• **EXERCISE GOAL**
Express the listing below as a two-column CSV with the headers request and answer, one row per request, covering everything from the start of the listing down to and including the line containing "[[440, 707], [320, 696], [559, 714], [378, 718], [496, 732]]". Put each request's text and its answer in a single quoted field, with line breaks replaced by spaces.

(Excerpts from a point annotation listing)
•••

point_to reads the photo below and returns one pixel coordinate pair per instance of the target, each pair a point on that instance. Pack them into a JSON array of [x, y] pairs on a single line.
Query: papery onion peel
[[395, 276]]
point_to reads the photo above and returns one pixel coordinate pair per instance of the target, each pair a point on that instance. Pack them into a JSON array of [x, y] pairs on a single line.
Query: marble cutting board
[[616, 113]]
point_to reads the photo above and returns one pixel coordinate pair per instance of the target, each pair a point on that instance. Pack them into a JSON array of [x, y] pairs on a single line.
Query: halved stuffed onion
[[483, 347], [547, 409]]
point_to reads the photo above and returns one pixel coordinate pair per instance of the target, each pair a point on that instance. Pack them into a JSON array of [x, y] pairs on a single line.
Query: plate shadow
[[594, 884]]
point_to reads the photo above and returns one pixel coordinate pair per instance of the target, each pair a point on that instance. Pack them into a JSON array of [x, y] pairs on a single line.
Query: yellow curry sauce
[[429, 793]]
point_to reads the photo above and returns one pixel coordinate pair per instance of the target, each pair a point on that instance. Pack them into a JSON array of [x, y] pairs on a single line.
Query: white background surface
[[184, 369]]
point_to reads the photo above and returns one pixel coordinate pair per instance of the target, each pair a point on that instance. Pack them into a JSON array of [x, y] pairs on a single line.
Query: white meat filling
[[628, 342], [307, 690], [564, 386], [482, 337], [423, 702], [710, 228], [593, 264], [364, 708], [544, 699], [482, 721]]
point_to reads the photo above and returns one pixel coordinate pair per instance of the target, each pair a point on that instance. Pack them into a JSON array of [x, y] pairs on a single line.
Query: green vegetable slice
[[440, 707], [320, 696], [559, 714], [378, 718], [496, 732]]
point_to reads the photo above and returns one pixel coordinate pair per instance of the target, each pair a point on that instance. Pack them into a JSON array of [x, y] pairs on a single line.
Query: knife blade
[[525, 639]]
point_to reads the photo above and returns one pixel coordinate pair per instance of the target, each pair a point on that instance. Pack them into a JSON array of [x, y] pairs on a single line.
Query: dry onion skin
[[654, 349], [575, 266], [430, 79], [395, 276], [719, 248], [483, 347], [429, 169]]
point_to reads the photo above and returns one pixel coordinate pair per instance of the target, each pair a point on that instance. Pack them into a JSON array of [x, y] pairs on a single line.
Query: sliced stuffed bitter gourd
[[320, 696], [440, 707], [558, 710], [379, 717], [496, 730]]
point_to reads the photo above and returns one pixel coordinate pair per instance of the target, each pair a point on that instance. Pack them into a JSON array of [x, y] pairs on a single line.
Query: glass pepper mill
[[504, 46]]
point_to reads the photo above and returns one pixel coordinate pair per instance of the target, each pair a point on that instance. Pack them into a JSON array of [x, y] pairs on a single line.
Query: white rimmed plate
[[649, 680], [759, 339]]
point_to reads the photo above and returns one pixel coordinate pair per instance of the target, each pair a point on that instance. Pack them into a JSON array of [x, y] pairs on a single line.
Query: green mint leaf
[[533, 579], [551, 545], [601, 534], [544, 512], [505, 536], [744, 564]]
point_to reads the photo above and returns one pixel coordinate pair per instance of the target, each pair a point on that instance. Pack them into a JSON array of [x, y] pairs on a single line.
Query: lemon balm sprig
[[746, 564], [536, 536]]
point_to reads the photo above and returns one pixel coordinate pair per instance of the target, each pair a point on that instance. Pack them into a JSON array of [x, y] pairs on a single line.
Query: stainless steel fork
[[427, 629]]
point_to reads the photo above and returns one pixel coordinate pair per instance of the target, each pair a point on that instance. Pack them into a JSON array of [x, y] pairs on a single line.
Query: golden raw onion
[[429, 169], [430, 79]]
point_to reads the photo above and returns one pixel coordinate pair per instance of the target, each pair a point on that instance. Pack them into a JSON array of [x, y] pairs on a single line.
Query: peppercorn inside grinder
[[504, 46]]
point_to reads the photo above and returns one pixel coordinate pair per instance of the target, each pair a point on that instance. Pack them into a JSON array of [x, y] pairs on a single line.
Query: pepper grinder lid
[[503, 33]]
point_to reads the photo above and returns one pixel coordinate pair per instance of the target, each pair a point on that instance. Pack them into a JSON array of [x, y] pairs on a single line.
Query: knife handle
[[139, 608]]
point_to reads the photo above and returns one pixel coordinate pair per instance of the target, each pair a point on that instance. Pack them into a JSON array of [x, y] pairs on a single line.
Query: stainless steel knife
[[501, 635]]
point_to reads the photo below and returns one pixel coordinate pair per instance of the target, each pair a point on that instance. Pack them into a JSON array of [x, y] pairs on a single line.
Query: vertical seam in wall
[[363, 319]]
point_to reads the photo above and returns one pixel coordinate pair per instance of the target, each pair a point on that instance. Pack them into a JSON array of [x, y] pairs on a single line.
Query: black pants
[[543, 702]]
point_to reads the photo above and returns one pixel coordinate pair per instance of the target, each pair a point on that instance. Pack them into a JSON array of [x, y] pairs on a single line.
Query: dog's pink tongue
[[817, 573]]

•••

• **ANSWER TO THE TASK**
request,answer
"point_to reads the photo below and returns one pixel coordinate pair per instance of the target, each pair a point on that instance. Pack them into a JSON array of [x, y] pairs on a single line. Query: papery onion peel","[[395, 276]]"
"point_to reads the photo above and returns one pixel coordinate pair per instance of the target, each pair a point on that instance. Pack them into a JSON array of [x, y] pairs on a single line. Query: marble cutting board","[[616, 113]]"
"point_to reads the photo above and returns one pixel coordinate pair per instance of the target, each pair a point on that instance. Pack them into a JSON array of [x, y] pairs on a single line. Query: halved stuffed onion","[[483, 347], [547, 409]]"
"point_to reads the photo above and returns one pixel coordinate pair per instance of the target, each pair a point on that instance. Pack them into a JSON array of [x, y] pairs on a single line. Query: plate shadow","[[594, 884]]"
"point_to reads the photo above and returns one pixel coordinate pair per instance of the target, each pair a point on that instance. Pack them into a JSON array of [x, y] pairs on a single line. Query: yellow curry sauce","[[429, 793]]"
"point_to reads the photo above and returns one pixel coordinate pair per instance of the target, each pair a point on that instance. Pack them into a JSON array of [x, y] pairs on a single line. Query: white background surface","[[184, 369]]"
"point_to reads the photo above and returns one pixel coordinate pair per instance of the target, each pair a point on that instance. Pack them into a JSON array of [x, y] pairs on a single line. Query: white meat filling","[[628, 342], [307, 690], [564, 386], [482, 337], [423, 702], [710, 228], [593, 264], [364, 708], [544, 699], [482, 721]]"
"point_to reads the photo above and returns one pixel coordinate pair per instance of the target, each pair a point on that instance. Pack them into a JSON array of [x, y] pairs on a single line. Query: green vegetable slice","[[440, 707], [320, 696], [559, 714], [378, 718], [496, 732]]"